Start of Block

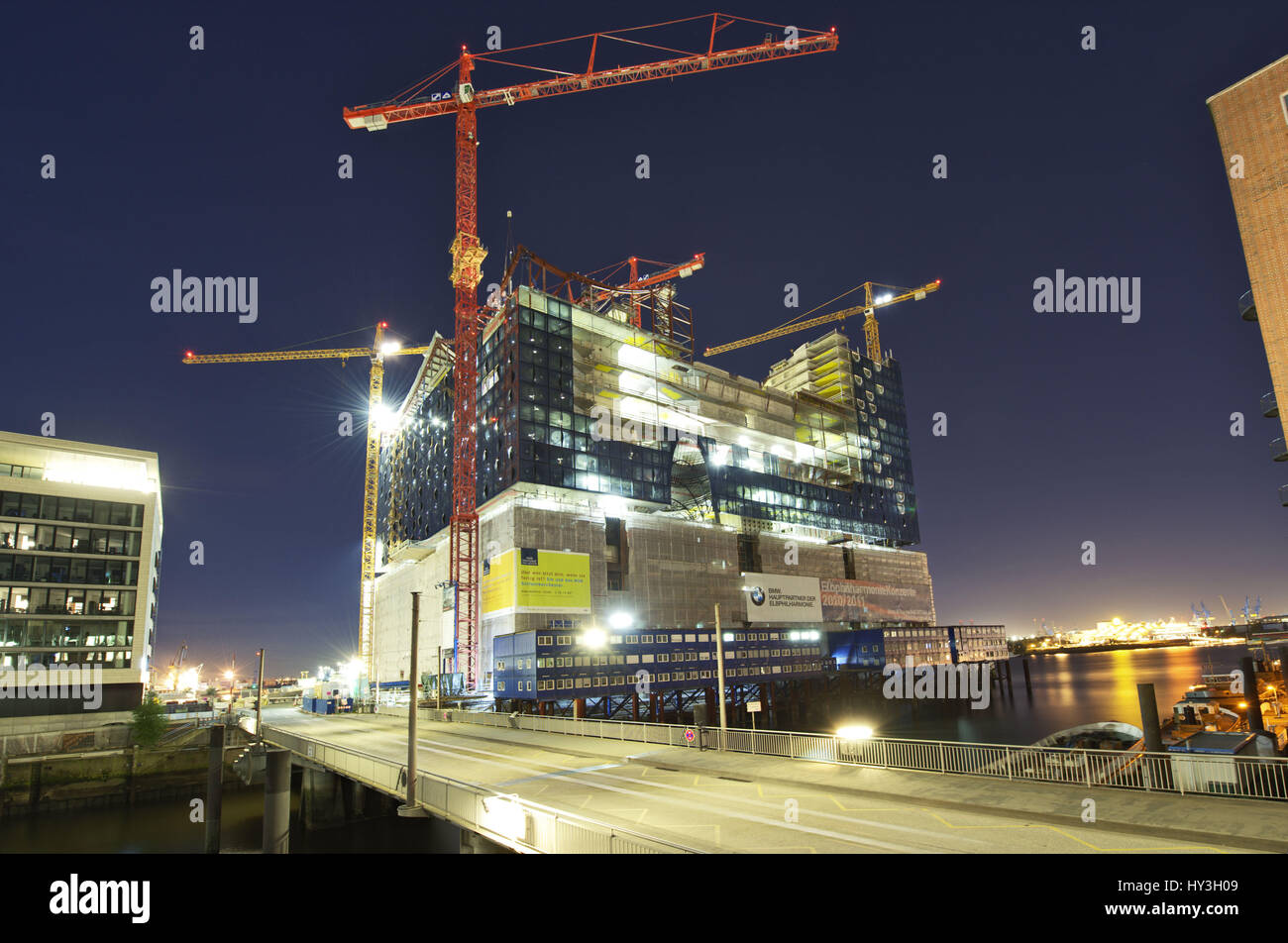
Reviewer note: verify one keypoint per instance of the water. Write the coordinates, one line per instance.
(166, 827)
(1068, 689)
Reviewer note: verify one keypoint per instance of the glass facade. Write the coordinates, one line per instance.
(51, 566)
(539, 375)
(558, 665)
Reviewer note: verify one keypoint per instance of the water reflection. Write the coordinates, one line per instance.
(1069, 689)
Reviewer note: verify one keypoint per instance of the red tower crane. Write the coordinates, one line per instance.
(468, 254)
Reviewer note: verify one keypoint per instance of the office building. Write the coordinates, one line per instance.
(80, 553)
(625, 491)
(1250, 121)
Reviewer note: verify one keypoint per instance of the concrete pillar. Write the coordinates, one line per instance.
(1149, 718)
(321, 798)
(277, 802)
(1253, 698)
(445, 838)
(214, 787)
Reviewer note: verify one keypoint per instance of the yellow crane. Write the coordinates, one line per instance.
(868, 309)
(380, 421)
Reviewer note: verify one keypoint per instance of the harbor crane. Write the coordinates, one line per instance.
(871, 301)
(380, 421)
(464, 101)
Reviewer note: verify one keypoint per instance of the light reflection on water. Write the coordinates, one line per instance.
(1069, 689)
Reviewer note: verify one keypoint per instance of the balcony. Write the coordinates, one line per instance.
(1247, 307)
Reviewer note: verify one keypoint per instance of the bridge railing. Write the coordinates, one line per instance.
(506, 819)
(1243, 777)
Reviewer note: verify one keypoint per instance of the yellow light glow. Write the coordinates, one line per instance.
(854, 732)
(99, 472)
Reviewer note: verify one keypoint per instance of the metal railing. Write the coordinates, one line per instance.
(1244, 777)
(502, 818)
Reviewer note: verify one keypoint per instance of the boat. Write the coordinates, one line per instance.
(1061, 755)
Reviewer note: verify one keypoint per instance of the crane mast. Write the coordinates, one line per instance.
(376, 353)
(871, 334)
(468, 254)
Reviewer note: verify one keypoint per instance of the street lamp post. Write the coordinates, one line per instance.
(259, 699)
(720, 676)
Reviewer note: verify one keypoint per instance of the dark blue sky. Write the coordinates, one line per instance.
(1063, 428)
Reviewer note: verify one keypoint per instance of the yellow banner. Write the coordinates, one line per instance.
(498, 583)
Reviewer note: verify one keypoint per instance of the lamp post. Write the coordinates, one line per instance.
(720, 676)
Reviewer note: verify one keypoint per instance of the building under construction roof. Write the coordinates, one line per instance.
(625, 489)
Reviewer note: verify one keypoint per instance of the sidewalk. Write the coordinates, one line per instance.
(1256, 824)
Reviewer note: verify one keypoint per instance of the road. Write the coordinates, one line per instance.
(630, 785)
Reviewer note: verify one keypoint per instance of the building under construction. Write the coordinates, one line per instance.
(625, 491)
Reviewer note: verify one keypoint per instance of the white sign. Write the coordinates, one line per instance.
(773, 598)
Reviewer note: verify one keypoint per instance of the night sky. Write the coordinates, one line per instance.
(1061, 428)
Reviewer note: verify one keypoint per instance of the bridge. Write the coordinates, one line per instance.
(555, 785)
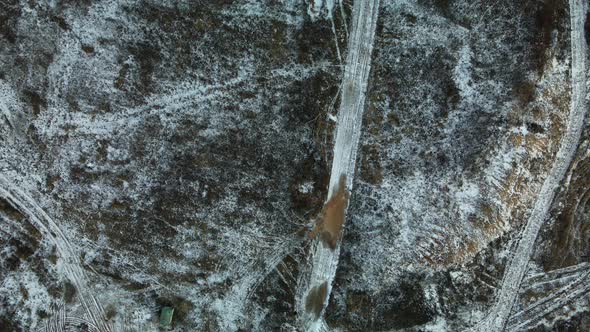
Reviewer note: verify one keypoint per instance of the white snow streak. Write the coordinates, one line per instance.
(500, 312)
(71, 262)
(324, 261)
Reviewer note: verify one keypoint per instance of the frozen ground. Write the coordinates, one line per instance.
(177, 153)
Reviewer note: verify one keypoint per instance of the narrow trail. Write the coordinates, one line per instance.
(515, 271)
(528, 317)
(323, 261)
(71, 263)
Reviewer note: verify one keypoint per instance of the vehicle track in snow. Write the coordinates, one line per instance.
(500, 311)
(71, 263)
(554, 301)
(322, 260)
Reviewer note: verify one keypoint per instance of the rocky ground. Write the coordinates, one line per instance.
(176, 153)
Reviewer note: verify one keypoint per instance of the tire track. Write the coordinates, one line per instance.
(317, 276)
(500, 311)
(550, 303)
(71, 262)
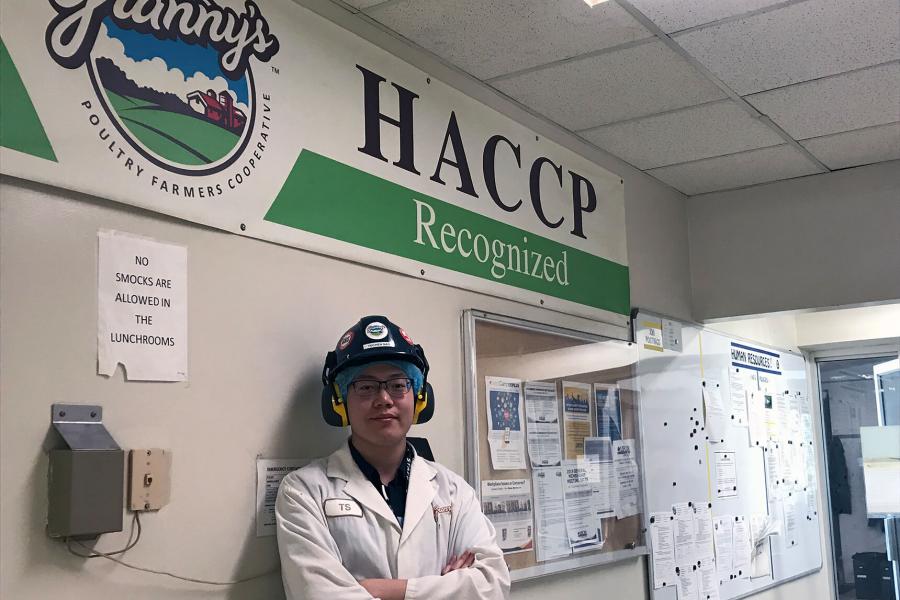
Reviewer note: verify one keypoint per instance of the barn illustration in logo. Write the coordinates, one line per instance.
(176, 83)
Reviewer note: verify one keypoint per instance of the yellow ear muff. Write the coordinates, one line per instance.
(421, 403)
(339, 406)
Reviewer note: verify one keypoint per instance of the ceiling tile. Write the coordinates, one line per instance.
(797, 43)
(825, 106)
(684, 135)
(675, 15)
(854, 148)
(736, 170)
(488, 39)
(624, 84)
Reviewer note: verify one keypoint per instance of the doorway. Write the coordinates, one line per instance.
(856, 392)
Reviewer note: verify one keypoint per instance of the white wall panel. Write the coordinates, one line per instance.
(624, 84)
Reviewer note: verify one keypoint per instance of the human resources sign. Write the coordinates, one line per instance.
(269, 121)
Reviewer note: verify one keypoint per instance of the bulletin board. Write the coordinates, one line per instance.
(511, 459)
(728, 431)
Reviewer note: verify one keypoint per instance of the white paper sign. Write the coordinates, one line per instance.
(742, 547)
(688, 584)
(269, 473)
(662, 546)
(142, 307)
(542, 410)
(726, 474)
(506, 423)
(703, 531)
(709, 580)
(507, 504)
(627, 498)
(739, 388)
(714, 409)
(724, 528)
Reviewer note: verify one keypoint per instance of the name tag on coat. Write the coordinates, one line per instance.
(342, 507)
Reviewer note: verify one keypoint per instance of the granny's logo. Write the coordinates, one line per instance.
(174, 76)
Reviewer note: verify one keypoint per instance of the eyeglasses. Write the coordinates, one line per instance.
(369, 388)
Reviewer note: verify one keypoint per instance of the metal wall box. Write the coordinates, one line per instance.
(86, 480)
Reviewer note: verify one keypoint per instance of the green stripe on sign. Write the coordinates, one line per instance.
(20, 127)
(329, 198)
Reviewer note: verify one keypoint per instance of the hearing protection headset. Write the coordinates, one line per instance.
(373, 339)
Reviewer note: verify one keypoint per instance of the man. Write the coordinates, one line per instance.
(374, 519)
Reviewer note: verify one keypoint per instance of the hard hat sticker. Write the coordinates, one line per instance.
(345, 340)
(376, 331)
(387, 344)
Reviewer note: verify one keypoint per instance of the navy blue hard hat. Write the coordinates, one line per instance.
(373, 339)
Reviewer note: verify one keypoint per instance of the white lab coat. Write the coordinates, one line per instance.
(323, 557)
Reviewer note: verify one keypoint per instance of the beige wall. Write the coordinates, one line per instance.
(261, 317)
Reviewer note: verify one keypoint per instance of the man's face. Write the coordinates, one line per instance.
(379, 418)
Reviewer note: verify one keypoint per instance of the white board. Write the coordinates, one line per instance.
(680, 461)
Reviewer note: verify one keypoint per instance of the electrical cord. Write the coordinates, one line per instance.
(136, 523)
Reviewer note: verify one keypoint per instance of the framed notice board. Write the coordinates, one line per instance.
(553, 444)
(731, 470)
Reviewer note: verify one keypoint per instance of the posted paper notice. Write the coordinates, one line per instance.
(662, 549)
(627, 479)
(726, 474)
(142, 307)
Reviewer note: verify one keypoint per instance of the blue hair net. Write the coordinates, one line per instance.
(348, 375)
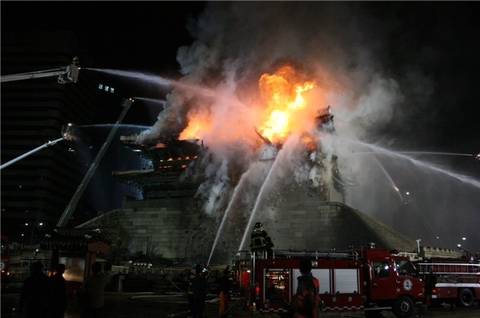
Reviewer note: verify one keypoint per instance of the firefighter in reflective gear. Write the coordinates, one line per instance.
(225, 285)
(306, 302)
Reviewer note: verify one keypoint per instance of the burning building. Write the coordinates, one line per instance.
(281, 172)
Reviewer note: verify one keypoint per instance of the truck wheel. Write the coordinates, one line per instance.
(403, 307)
(373, 314)
(466, 297)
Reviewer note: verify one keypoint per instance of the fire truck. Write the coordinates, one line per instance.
(451, 276)
(370, 280)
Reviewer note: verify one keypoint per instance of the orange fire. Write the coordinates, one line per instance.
(284, 95)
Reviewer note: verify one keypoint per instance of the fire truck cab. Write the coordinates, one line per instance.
(372, 280)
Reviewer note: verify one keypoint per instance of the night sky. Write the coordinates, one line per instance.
(440, 41)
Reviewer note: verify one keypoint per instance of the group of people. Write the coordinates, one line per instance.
(197, 292)
(46, 297)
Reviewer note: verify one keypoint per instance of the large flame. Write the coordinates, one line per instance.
(284, 96)
(285, 107)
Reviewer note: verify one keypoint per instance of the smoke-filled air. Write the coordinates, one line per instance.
(286, 95)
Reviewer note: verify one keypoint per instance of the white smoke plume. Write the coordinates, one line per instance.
(341, 46)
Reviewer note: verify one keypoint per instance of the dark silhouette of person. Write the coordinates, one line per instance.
(306, 302)
(35, 291)
(224, 287)
(198, 290)
(93, 294)
(58, 293)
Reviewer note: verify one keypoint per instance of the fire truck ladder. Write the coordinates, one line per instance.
(449, 268)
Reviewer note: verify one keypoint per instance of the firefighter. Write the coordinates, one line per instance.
(306, 301)
(225, 285)
(197, 292)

End of Block

» **Exercise details**: The answer must be the line containing "Reviewer note: verify one keypoint per instance of the large" and every line after it to the end of the data, exactly as written.

» **Result below**:
Reviewer note: verify one keypoint per instance of the large flame. Write the coordinates, one line per instance.
(284, 96)
(285, 107)
Reviewer note: verify one keypoint per instance of the smoke-filled air. Write the coordinates, one line per instance.
(286, 95)
Reviewer note: verify one keypoint per instance of the white smoke plume. Write the coordinates, one line per instance.
(341, 46)
Reviewer note: verify one keypoint per instance of the dark silhouette of person. Write the coordinates, one line per instance.
(306, 302)
(35, 291)
(224, 287)
(198, 290)
(93, 294)
(58, 293)
Reviewer note: verify one keypoint per instance of the fire truck ladder. Write the coordinates, one line per instance.
(449, 268)
Reviewer note: verify one keypoint per instance of the firefighter. Write the coordinates, one line per instance.
(306, 301)
(225, 285)
(197, 292)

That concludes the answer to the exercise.